SOURCE DOCUMENT section start

On the other hand, diplomacy and negotiations not reined in by
ideological constraints, such as seems to be being practiced at this
time by the Obama administration, frees the parties to search out the
wisdom necessary for them to ease tensions and reach agreements. Two
stunning examples from the Middle East, only briefly noted here, are
the Israel-Egypt (1979) and the Israel-Jordan (1994) peace treaties.
Many political ideologues in Israel and America had been arguing that
democracy in the Arab world was a necessary precondition for any
normalization of relations between Israel (a democracy) and her (more
autocratic) neighbors. Yet Israel managed to conclude peace treaties
with Egypt under Sadat, and with Jordan under King Hussein, and these
have both withstood perilous times. The wisdom
way involves diplomats, negotiators, and their teams in the exercise of
boundless sensitivity to the parties’ problems and great tact and
pacing when working toward an agreement. To get the parties to Yes,
wisdom helps negotiators submerge their own ideologies to show an
evenhandedness for gaining the confidence of all sides. It also helps
address what Dennis Ross, in Statecraft,
calls the parties’ “comfortable myths,” that they may see reality as it
really is and adjust expectations to that, to reach midpoints that both
sides can accept. Wise diplomats, then, are more
like dialecticians than apologists or polemicists. Imagine the absurd,
if not disastrous, outcomes if foreign ministers met across the table
during crises merely to vent political polemics or engage in religious
apologetics. Instead, wise diplomats and negotiators on both sides
could, I believe, take the toxicity out of U.S.–Iran relations.
“Negotiations are probably the most essential tool of statecraft,”

SOURCE DOCUMENT section end
THE DATA section start

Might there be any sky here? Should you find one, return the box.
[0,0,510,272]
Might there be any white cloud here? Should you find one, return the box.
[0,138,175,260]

THE DATA section end

**TASK DESCRIPTION**
Set down the entire passage on diplomacy above, word for word.

**ANSWER SECTION**
On the other hand, diplomacy and negotiations not reined in by
ideological constraints, such as seems to be being practiced at this
time by the Obama administration, frees the parties to search out the
wisdom necessary for them to ease tensions and reach agreements. Two
stunning examples from the Middle East, only briefly noted here, are
the Israel-Egypt (1979) and the Israel-Jordan (1994) peace treaties.
Many political ideologues in Israel and America had been arguing that
democracy in the Arab world was a necessary precondition for any
normalization of relations between Israel (a democracy) and her (more
autocratic) neighbors. Yet Israel managed to conclude peace treaties
with Egypt under Sadat, and with Jordan under King Hussein, and these
have both withstood perilous times. The wisdom
way involves diplomats, negotiators, and their teams in the exercise of
boundless sensitivity to the parties’ problems and great tact and
pacing when working toward an agreement. To get the parties to Yes,
wisdom helps negotiators submerge their own ideologies to show an
evenhandedness for gaining the confidence of all sides. It also helps
address what Dennis Ross, in Statecraft,
calls the parties’ “comfortable myths,” that they may see reality as it
really is and adjust expectations to that, to reach midpoints that both
sides can accept. Wise diplomats, then, are more
like dialecticians than apologists or polemicists. Imagine the absurd,
if not disastrous, outcomes if foreign ministers met across the table
during crises merely to vent political polemics or engage in religious
apologetics. Instead, wise diplomats and negotiators on both sides
could, I believe, take the toxicity out of U.S.–Iran relations.
“Negotiations are probably the most essential tool of statecraft,”